(Labeled-object pointing entries)

▽

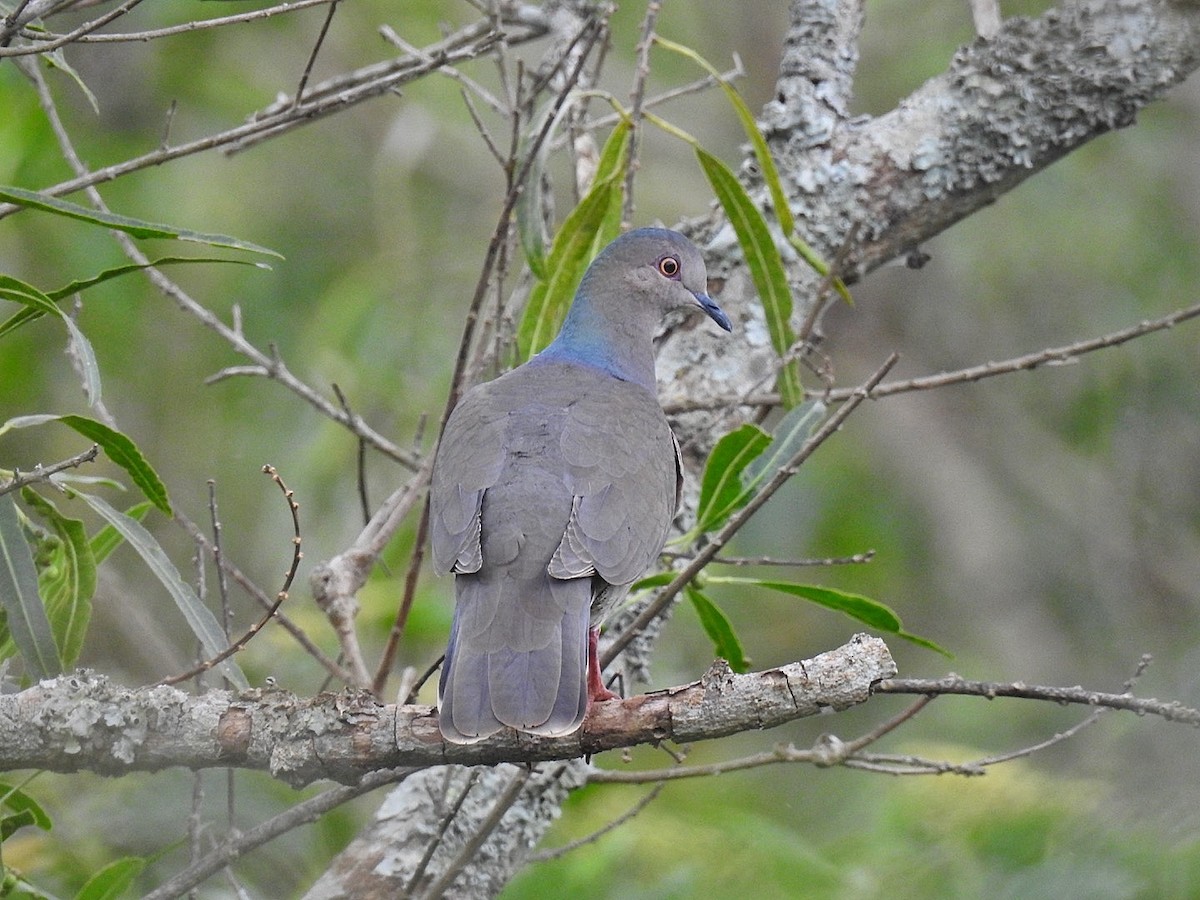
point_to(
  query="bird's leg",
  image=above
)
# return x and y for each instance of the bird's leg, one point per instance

△

* _REQUIRED WORK_
Write out the entries above line for line, leaving out the pictures.

* _FULL OUTPUT_
point_to(
  query="bird's leg",
  image=above
)
# return x and y for each instance of the bird's leg, one point per instance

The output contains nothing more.